DATA IN THIS EXERCISE →
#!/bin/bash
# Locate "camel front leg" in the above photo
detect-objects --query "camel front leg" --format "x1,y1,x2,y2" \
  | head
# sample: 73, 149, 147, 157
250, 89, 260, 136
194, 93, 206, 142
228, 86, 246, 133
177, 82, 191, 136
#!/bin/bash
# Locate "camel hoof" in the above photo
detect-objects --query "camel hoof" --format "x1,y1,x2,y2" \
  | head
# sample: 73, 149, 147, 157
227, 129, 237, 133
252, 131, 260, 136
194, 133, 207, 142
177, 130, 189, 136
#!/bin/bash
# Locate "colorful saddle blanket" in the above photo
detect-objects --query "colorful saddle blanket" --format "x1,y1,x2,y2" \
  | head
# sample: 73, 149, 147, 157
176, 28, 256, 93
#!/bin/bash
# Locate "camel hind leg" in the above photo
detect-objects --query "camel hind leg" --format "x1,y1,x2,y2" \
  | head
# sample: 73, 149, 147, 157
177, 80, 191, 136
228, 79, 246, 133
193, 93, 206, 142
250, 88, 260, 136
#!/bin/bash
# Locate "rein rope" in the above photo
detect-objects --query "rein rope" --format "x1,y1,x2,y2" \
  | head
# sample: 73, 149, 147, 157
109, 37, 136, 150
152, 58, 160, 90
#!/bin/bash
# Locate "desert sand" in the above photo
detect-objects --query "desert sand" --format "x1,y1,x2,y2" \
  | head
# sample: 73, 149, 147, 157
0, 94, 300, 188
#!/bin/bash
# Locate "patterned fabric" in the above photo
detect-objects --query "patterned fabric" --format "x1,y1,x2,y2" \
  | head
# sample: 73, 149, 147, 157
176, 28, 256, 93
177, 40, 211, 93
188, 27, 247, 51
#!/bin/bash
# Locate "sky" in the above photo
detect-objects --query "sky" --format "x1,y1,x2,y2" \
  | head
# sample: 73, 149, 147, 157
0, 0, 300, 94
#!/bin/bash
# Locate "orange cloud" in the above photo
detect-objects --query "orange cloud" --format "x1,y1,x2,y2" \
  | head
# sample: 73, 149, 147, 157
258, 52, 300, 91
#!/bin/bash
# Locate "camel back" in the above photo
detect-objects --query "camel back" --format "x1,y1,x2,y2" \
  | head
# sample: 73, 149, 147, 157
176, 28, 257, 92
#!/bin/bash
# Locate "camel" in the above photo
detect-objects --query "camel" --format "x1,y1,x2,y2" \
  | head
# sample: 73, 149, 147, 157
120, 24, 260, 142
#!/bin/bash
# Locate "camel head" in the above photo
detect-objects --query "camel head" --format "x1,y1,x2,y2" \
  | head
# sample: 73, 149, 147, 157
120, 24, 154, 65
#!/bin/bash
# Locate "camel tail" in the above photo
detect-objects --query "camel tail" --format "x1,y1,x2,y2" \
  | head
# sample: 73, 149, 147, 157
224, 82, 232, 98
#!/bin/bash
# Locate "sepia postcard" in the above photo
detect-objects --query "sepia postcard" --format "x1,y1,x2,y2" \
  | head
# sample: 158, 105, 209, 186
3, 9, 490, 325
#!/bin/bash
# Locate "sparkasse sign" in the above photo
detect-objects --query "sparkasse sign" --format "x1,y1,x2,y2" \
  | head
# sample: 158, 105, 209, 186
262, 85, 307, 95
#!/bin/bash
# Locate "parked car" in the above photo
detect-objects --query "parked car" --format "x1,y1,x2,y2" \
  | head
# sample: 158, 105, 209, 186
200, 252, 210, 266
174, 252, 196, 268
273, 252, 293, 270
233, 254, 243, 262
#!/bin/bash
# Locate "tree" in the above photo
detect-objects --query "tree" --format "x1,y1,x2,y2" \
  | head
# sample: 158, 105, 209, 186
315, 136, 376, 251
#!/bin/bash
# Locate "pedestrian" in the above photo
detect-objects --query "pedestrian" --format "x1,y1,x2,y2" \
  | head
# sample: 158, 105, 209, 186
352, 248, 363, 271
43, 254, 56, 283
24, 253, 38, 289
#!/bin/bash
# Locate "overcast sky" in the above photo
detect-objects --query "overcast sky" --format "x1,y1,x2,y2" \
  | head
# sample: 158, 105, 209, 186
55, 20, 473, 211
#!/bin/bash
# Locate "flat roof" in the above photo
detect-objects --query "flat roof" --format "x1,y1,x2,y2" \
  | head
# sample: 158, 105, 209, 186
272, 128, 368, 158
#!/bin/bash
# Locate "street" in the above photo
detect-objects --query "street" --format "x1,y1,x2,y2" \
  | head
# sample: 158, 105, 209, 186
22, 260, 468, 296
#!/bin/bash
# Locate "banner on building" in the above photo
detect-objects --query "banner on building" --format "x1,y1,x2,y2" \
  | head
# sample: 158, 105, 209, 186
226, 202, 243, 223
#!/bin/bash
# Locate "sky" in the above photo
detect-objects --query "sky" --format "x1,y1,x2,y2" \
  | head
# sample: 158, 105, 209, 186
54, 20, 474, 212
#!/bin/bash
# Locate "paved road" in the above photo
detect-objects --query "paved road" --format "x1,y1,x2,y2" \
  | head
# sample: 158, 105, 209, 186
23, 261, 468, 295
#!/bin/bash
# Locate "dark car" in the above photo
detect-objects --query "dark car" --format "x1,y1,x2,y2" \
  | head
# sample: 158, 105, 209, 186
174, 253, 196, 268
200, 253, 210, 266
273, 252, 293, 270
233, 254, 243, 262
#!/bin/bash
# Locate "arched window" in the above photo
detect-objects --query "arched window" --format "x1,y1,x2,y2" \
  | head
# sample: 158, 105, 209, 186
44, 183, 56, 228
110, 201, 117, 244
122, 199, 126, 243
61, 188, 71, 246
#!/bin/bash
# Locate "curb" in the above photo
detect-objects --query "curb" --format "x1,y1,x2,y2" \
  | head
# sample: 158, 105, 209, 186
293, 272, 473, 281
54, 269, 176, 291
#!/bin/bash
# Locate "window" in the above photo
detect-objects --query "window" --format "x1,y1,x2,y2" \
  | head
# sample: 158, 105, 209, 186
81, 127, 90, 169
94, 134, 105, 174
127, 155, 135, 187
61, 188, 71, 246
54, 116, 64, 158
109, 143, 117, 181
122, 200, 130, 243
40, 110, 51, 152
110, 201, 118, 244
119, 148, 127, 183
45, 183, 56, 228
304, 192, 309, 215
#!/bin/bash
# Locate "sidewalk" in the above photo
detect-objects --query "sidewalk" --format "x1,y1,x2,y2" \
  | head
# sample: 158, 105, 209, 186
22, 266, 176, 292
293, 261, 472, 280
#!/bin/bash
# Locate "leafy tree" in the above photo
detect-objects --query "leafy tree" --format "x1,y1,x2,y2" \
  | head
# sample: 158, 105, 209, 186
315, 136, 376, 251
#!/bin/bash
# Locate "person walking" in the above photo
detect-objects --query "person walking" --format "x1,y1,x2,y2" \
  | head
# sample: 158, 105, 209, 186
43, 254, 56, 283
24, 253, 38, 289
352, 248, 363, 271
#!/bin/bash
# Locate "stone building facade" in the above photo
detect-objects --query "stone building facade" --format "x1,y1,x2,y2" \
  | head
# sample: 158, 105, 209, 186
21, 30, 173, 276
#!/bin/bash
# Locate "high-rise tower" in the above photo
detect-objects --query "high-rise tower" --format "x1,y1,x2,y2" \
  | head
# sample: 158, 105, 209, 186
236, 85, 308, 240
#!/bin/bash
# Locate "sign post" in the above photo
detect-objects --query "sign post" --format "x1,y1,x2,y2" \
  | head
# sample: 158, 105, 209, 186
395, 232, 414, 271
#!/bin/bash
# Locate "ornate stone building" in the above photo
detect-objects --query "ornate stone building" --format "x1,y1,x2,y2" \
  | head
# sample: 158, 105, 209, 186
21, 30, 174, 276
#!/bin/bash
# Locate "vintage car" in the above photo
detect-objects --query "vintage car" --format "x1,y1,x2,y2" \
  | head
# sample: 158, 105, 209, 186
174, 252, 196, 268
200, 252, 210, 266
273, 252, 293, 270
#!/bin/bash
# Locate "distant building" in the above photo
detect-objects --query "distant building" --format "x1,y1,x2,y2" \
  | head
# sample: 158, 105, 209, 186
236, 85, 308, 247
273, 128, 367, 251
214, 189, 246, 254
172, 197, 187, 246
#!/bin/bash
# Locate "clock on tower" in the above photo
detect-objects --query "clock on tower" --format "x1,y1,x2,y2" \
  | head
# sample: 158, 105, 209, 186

REQUIREMENT → Pick out every line of the records above that contains the word "fabric", and copy each such line.

TASK RESULT →
# Locate "patterned fabric" in the above photo
detect-objects --query "patterned fabric" --format "x1,y1,x2,y2" \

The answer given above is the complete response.